-- START Extracted text --

Lone Wolf of the Canadian

NO COUNTRY FOR OLD MEN. An Old West original who died young, Temple Lea Houston was quick on the draw and even faster to wield his oratorical skills in defense of his clients.
Photo courtesy TEXAS STATE LIBRARY & ARCHIVES
Son of a famous father, one of the fastest draws in Oklahoma Territory, master of oratory, and devoted family man, Temple Lea Houston was one of the least known and most notorious of Oklahoma's settlers.
By JIM LOGAN
Published November 28, 2011
When former President George W. Bush addressed an outdoor throng of nine thousand people gathered for Woodward’s 2009 Fourth of July celebration, he spoke of one of that community’s early citizens who had inspired him. The two men shared much in common: Both were Texas-raised, both had famous fathers and ties to the Governor’s Mansion in Austin, both struggled with alcohol, and both loved and married women named Laura.
The life that ended in August 1905, two years before Oklahoma achieved statehood, was among the most remarkable to emerge from the American West. The man spoke Spanish, French, Latin, and seven Indian dialects. He quoted the Bible, Greek scholars, and Shakespeare in the course of his work and was, upon his death at forty-five, recognized as one of the finest trial lawyers in the country.
Statuesque, articulate, temperamental, fast with a gun, and overly fond of whiskey, he inspired two biographies and a 1960s television western series bearing his name. A central character in one of Edna Ferber’s epic novels was based on his life, as were two Hollywood movies, one of which would win the 1931 Academy Award for best picture.
Temple Lea Houston, the youngest child of Texas governor Sam Houston, was born in 1860, when the latter was sixty-seven. His father died three years later, and yellow fever took his mother when he was seven. Described by biographers Glenn Shirley and Bernice Tune as an assured, strong-willed youngster with his father’s build and temperament, he was raised by an older sister.
At thirteen, skilled with horse, rope, and gun, he signed on with a cattle drive, drawing a grown man’s wages. From Great Bend, Kansas, he headed for Dakota Territory—night-clerking aboard a Mississippi River steamboat—then back down to New Orleans, where a family friend helped him become a Senate page in Washington. For three years, he observed the country’s finest orator-statesmen, honing his skills in debate before returning home to Texas to attend A&M and later Baylor University. There, he completed four years of study in nine months, graduated with honors, and became the state’s youngest attorney at age nineteen.
From a beginning law practice in Brazoria, Texas, his trial work achieved wide acclaim. Within two years, he was appointed by the governor as attorney for the thirty-fifth judicial district, a sprawling, twenty-six-county swath of the Texas panhandle. Formerly home to Kiowa, Comanche, and the Goodnight cattle empire, the area was home to an assortment of buffalo hunters, cowboys, rustlers, and horse thieves. In a letter Houston wrote to his wife, he described his Mobeetie, Texas, headquarters as “a bald-headed whiskey town with few virtuous women.”

-- END Extracted text --

Tasks and exercises:
1. Can you print the Temple Houston article between "Statuesque, articulate, temperamental, fast" and "an older sister.", inclusive?
2. Will you carry on the Temple Houston article past its final sentence?
The items that come next aren't needed.

-- START Records provided --

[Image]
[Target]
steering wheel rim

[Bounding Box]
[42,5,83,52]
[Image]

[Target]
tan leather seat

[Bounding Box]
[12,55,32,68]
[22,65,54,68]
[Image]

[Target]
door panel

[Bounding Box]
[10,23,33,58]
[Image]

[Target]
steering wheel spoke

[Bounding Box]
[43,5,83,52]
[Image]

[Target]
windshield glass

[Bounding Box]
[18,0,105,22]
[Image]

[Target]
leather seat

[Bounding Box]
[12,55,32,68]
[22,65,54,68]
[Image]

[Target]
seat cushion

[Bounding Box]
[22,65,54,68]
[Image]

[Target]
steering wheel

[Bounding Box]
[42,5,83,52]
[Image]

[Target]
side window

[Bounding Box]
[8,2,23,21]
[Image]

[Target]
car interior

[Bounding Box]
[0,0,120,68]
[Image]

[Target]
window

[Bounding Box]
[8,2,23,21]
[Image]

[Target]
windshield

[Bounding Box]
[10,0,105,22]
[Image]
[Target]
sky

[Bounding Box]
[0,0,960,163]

-- END Records provided --
-- START Records provided --

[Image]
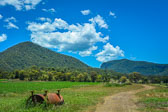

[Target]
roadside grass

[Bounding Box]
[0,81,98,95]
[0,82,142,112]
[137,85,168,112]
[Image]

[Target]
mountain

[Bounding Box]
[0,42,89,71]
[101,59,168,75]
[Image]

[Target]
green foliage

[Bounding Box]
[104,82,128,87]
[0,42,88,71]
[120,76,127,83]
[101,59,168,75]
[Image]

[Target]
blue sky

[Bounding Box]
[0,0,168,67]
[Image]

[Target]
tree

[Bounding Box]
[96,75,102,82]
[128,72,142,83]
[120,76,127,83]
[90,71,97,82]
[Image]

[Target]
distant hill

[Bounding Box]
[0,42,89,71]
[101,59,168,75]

-- END Records provided --

Answer list:
1.
Statuesque, articulate, temperamental, fast with a gun, and overly fond of whiskey, he inspired two biographies and a 1960s television western series bearing his name. A central character in one of Edna Ferber’s epic novels was based on his life, as were two Hollywood movies, one of which would win the 1931 Academy Award for best picture.
Temple Lea Houston, the youngest child of Texas governor Sam Houston, was born in 1860, when the latter was sixty-seven. His father died three years later, and yellow fever took his mother when he was seven. Described by biographers Glenn Shirley and Bernice Tune as an assured, strong-willed youngster with his father’s build and temperament, he was raised by an older sister.

2.
Six-foot-two, auburn-haired, and with piercing gray eyes, young Houston was an imposing figure. A friend once described him as “handsome, brilliant, and charming…a perfect model of physical manhood.” He also was fearless, with a flair for the dramatic. Conspicuous attire—a day’s dress might include a buckskin shirt, caballero pants, a wide-brimmed sombrero with a silver eagle in its crown, his father’s miniature gold saber pin, and a pearl-handled revolver—made him hard to miss.
He won numerous public shooting contests and was considered one of the most formidable gunmen in the West. A contemporary once wrote, “Temple Houston stays alive because he’s very fast on the draw. He has winged several bad men and killed two or three, and now he is a man to be feared.” Rumors flew that he’d beaten Bat Masterson and Billy the Kid in a shooting match. Outlaws gave him a wide berth.
He gained wide notice at twenty-one with a speech at the unveiling of the San Jacinto Monument to heroes of the 1836 Texas victory over Santa Anna. His closing words visibly moved the crowd: “They will be here but a little while longer…Cling tenderly to these old men, for when they are gone, nothing like them is left.”
Before taking the panhandle post, he’d met Laura Cross, the pretty young stepdaughter of a Texas cotton grower. She would later recall in a 1936 Houston Post article, “I saw him across the room, and he saw me. I guess it was love at first sight, all right, for we were both goners.” They were married on Valentine’s Day in 1883.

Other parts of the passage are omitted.